▸ ТЕКСТ ДЛЯ ЧТЕНИЯ:
◇ ◇ ◇

Был и другой недостаток. Я ничего не знал об общественных деятелях штата. Прожив за пределами содружества — сначала студентом в Йельском университете, затем почти три года за рубежом и почти шесть лет профессором в другом штате, — я знал лишь одного из своих коллег, да и то лишь постольку, поскольку десятилетием ранее нас представили друг другу и мы перебросились пятиминутным разговором. Не лучше обстояло дело и с моим знакомством с должностными лицами штата; насколько я помню сейчас, я никогда не видел никого из них, кроме губернатора мистера Хорасио Сеймура издалека.
Вечером после нашего прибытия республиканское большинство сената собралось на фракционное совещание — отчасти чтобы познакомиться, отчасти чтобы обсудить назначения в комитеты и отчасти чтобы выработать политику в отношении государственной помощи ведению войны за Союз. Я оказался самым молодым членом этого органа и, пожалуй, всего сената, но вскоре познакомился с коллегами и приобрел дружеские связи, которые стали одними из лучших подарков судьбы в моей жизни.
Самой заметной фигурой в сенате штата в тот период был Чарльз Джеймс Фолджер, его председатель. Он прослужил в сенате несколько лет, был судьей округа и должен был стать помощником казначея Соединенных Штатов в Нью-Йорке, главным судьей верховного суда штата и, наконец, умереть в должности министра финансов Соединенных Штатов после самого сокрушительного поражения, какое когда-либо терпел кандидат в губернаторы Нью-Йорка. Он был превосходным юристом, впечатляющим оратором, искренне преданным надлежащему исполнению своих обязанностей, и обладал необычайно привлекательной внешностью. Его надзор за законодательным процессом меня порой забавлял, но всегда вызывал уважение. Когда бы ни зачитывался законопроект в третий раз, он следил за ним, как кошка за мышью. Его ненависть к сомнительной или скверной формулировке была страстью. Его очень любили и им восхищались, но при всех его прекрасных и привлекательных качествах он был скромен и даже донельзя застенчив.

◇ ◇ ◇

▸ ЦЕЛЬ 1: Перепишите дословно часть отрывка о сенате штата: всё, начиная со слов «Был и другой» и вплоть до слов «Хорасио Сеймура издалека.».
▸ ЦЕЛЬ 2:
Ответьте по отрывку о сенате штата:
(a) В каком университете автор учился студентом?
(b) Кого из должностных лиц штата автор видел издалека?
(c) Какую должность в сенате штата занимал Чарльз Джеймс Фолджер?
Записи никак не связаны с отрывком о сенате штата.

(Фрагменты набора данных с указанием на объекты)

◇ ◇ ◇

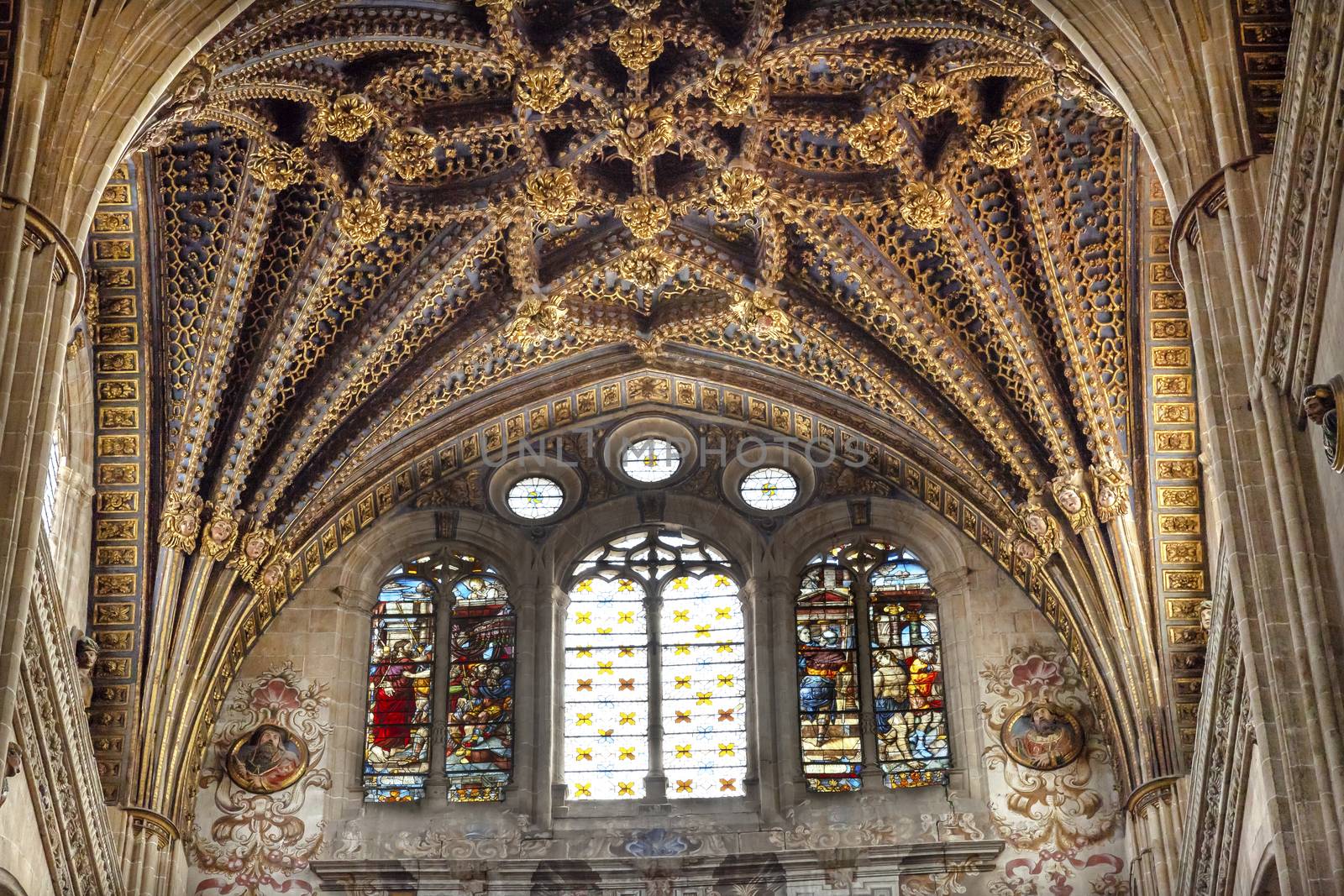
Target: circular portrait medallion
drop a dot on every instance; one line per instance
(266, 759)
(1043, 736)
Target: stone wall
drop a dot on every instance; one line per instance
(996, 828)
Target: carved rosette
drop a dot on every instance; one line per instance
(553, 195)
(221, 532)
(925, 98)
(543, 89)
(347, 118)
(362, 219)
(647, 268)
(181, 521)
(537, 322)
(636, 45)
(279, 167)
(409, 154)
(1073, 500)
(253, 551)
(734, 86)
(1000, 144)
(739, 191)
(647, 217)
(925, 206)
(878, 139)
(1110, 484)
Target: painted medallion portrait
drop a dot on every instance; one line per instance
(1043, 736)
(266, 759)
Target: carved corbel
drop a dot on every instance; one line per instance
(1110, 486)
(1320, 405)
(1073, 500)
(181, 523)
(253, 551)
(221, 532)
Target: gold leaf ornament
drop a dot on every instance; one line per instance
(647, 268)
(349, 118)
(279, 165)
(410, 154)
(1000, 144)
(925, 97)
(739, 191)
(925, 206)
(543, 89)
(878, 139)
(362, 219)
(553, 195)
(636, 45)
(734, 86)
(647, 217)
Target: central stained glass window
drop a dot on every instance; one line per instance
(651, 459)
(655, 631)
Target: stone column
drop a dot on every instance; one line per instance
(152, 857)
(1153, 836)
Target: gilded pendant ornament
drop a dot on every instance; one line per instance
(181, 521)
(647, 217)
(253, 550)
(362, 219)
(739, 191)
(734, 86)
(1000, 144)
(925, 98)
(925, 206)
(538, 320)
(636, 45)
(279, 165)
(409, 154)
(640, 134)
(349, 118)
(221, 532)
(553, 195)
(647, 268)
(878, 139)
(543, 89)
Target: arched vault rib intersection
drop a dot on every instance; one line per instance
(917, 208)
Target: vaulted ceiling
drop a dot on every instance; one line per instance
(370, 210)
(365, 217)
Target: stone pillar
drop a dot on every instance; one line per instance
(1153, 835)
(152, 857)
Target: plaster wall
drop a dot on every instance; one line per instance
(999, 654)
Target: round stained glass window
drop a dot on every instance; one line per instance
(651, 459)
(769, 488)
(535, 497)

◇ ◇ ◇

▸ ПИСЬМЕННЫЙ ОТВЕТ 1:
Был и другой недостаток. Я ничего не знал об общественных деятелях штата. Прожив за пределами содружества — сначала студентом в Йельском университете, затем почти три года за рубежом и почти шесть лет профессором в другом штате, — я знал лишь одного из своих коллег, да и то лишь постольку, поскольку десятилетием ранее нас представили друг другу и мы перебросились пятиминутным разговором. Не лучше обстояло дело и с моим знакомством с должностными лицами штата; насколько я помню сейчас, я никогда не видел никого из них, кроме губернатора мистера Хорасио Сеймура издалека.

▸ ПИСЬМЕННЫЙ ОТВЕТ 2:
(a) В Йельском университете.
(b) Губернатора мистера Хорасио Сеймура.
(c) Он был председателем сената штата.